Woodstock, Ont.— From Thursday's Globe and Mail

It was 42 days before police sorted out the puzzle, an eternity during which a vicious war of words-cum-parallel investigation raged on the Internet and even among those who most loved the small blonde girl.

But for all that the abduction of Victoria (Tori) Stafford was the first of its kind in the Internet era, truly modern in all its garish details, it appears to have ended with the old-fashioned brutality and lightning speed of all such crimes.

Tori likely died the very day she disappeared, probably within an hour or so after she cheerfully walked off with a mysterious dark-haired woman in a white puffy coat.

The body of the sunny eight-year-old who vanished as if into the cool April air on her way home from school, blocks from safety and family in almost any direction, hasn't yet been found, but police yesterday arrested and charged two Woodstock residents in her abduction and murder.

The young woman captured on widely publicized surveillance video walking with the Grade 3 student is allegedly a teenager just a decade older than Tori, 18-year-old Terri-Lynne McClintic. She is charged in Tori's abduction and as an accessory after the fact to murder.

She is alleged to have led the little girl on the afternoon of April 8 to 28-year-old Michael Thomas Rafferty.

Mr. Rafferty, now accused of first-degree murder, was allegedly waiting nearby in a car as Ms. McClintic brought him his prize – the little girl wearing a Hannah Montana jacket and carrying a Bratz purse in her favourite colour, purple.

Although police officially won't comment upon the couple's alleged motive, The Globe and Mail has learned that they believe the crime was sexual in nature.

Given the alleged involvement of the young woman, and the fact that it happened near the Easter holiday, the case has echoes of the Karla Homolka/Paul Bernardo crimes, particularly the kidnapping of St. Catharines, Ont., teenager Kristen French, who, on her way home from school the day before Good Friday, was lured to Mr. Bernardo's car by Ms. Homolka, holding a map in her hand and acting as a dazed and confused tourist.

Like Ms. Homolka and Mr. Bernardo, Ms. McClintic and Mr. Rafferty were allegedly on the hunt that day, with Tori the profoundly unlucky first little girl they spotted.

**Tasks to complete**
1 - Do these statements agree with the news report on Tori Stafford's abduction? Answer yes or no for each, and quote the words of the report that decide it. (a) Tori's body had been found by the time of the arrests. (b) Terri-Lynne McClintic is charged with first-degree murder. (c) Tori was a Grade 3 student.
2 - According to the news report on Tori Stafford's abduction, why does the case echo the Karla Homolka/Paul Bernardo crimes? Answer in one to three sentences.
3 - Continue the news report on Tori Stafford's abduction from its last sentence.
None of the data after this is needed here.

**Data**
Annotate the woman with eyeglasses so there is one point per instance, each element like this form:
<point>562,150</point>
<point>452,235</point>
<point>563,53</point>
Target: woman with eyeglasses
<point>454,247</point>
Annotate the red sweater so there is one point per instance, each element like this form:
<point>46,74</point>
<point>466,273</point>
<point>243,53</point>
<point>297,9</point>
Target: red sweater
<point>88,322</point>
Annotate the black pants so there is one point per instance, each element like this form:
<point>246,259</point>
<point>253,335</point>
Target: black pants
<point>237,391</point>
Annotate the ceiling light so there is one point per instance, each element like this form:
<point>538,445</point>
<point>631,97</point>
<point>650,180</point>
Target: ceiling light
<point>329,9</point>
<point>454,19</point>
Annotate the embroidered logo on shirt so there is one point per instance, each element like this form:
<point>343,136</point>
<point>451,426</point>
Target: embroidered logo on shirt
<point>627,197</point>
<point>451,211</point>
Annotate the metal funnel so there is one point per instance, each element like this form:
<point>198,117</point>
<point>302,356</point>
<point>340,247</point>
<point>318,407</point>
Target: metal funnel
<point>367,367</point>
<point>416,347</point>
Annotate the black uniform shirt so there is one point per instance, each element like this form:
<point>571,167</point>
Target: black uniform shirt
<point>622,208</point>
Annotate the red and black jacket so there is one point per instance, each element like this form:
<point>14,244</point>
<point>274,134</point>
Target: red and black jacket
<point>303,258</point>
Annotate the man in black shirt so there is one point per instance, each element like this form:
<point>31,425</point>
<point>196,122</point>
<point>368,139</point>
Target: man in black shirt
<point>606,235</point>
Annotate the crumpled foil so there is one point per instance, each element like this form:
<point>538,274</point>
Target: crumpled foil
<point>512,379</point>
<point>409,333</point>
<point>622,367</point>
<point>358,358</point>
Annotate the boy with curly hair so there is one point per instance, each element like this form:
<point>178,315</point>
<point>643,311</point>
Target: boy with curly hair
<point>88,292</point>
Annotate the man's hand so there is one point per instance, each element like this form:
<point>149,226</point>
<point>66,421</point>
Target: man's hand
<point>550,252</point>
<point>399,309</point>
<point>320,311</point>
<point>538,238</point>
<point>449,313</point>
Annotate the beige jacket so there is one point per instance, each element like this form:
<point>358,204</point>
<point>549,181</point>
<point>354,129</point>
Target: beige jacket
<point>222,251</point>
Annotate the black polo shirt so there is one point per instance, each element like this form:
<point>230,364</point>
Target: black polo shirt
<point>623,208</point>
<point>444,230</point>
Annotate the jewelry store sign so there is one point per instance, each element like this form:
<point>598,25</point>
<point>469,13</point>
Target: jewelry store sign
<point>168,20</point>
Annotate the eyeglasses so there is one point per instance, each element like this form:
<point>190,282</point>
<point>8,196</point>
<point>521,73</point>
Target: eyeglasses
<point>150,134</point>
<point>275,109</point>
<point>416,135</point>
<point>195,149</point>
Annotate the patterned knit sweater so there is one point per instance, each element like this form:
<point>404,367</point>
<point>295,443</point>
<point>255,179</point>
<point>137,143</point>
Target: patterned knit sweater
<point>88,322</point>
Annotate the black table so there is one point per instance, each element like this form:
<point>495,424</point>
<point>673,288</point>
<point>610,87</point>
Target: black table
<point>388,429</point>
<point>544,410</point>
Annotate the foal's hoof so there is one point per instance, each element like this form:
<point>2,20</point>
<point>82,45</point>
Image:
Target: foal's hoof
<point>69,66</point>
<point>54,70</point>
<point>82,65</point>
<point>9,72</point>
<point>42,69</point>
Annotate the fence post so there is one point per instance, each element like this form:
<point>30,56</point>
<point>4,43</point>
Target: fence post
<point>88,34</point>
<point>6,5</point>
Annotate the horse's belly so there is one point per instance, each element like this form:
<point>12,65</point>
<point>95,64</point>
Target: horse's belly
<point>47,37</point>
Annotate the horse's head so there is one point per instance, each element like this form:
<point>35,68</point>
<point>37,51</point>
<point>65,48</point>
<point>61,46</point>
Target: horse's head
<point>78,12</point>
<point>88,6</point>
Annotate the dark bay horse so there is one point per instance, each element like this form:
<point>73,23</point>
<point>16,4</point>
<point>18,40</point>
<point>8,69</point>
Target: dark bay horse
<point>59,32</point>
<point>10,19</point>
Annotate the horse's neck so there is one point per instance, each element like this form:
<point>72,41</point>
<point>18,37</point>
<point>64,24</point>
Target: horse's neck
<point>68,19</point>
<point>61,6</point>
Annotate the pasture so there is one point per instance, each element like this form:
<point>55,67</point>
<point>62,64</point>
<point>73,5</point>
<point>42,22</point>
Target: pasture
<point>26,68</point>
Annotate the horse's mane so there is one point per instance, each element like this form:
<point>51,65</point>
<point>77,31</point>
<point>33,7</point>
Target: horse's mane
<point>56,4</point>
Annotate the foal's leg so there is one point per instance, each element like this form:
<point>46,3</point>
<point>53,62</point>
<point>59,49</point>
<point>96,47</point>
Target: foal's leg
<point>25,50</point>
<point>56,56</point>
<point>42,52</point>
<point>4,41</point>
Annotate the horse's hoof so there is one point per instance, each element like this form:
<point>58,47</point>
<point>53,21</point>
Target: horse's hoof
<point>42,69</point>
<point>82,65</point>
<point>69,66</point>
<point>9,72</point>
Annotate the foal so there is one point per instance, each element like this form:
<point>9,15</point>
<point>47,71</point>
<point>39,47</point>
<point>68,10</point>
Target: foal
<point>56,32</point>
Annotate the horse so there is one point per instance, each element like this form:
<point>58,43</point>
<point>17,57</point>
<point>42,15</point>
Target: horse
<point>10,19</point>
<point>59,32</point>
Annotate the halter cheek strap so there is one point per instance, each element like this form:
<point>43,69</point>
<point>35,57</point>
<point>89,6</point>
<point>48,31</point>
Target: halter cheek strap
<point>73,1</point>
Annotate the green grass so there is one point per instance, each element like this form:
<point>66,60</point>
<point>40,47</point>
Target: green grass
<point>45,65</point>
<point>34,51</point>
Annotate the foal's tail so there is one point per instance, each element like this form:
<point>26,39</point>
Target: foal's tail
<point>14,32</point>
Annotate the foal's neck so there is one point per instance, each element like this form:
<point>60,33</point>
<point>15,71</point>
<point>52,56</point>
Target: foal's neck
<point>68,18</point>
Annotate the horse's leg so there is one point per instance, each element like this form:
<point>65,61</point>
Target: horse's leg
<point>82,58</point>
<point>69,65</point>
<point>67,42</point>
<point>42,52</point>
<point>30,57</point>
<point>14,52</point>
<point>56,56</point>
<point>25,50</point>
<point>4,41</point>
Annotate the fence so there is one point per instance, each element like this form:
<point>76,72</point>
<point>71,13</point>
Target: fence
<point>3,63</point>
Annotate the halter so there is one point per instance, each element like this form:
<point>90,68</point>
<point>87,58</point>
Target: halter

**Results for the exercise**
1 -
(a) No: "hasn't yet been found"
(b) No: "She is charged in Tori's abduction and as an accessory after the fact to murder."
(c) Yes: "walking with the Grade 3 student"

2 - The report gives two reasons: a young woman was allegedly involved, and the crime happened near the Easter holiday. This recalls the kidnapping of Kristen French, who was lured to Mr. Bernardo's car by Ms. Homolka on her way home from school the day before Good Friday.

3 -
But while, in some crucial ways, that fact alone makes the crime one of the rarest in Canada – a stranger or random abduction – Ms. McClintic and Tori's mother, Tara McDonald, apparently had some connection, and had met before, as Ontario Provincial Police Detective-Inspector Bill Renton confirmed yesterday at a news conference in this town of about 35,000 people 130 kilometres southwest of Toronto.

“I believe Ms. McClintic may be familiar to Tara,” was all he said, but The Globe has learned the connection may be through the women's common drug use.

Ms. McDonald is a former Oxycontin addict who recently, after the daily press conference it had become her custom to hold during the long days of her daughter's disappearance, was asked about and confessed her drug problem to a reporter from the London Free Press.

Ms. McClintic, whose desperately troubled background renders Ms. McDonald's difficult life a picture of Beaver Cleaver-like bliss by comparison, is also believed to be an Oxycontin user.

Ms. McClintic is the child of a former stripper and a father she never knew. Another stripper, Carol McClintic, who danced at local Woodstock clubs under the name of “Virginia,” decided to adopt her, her former husband Rob McClintic, a 42-year-old truck driver, told The Globe yesterday in a telephone interview.

Ms. McClintic went to the hospital when the other stripper gave birth to the little girl, brought her home within days, and the couple formally adopted the baby girl Carol McClintic named Terri-Lynne.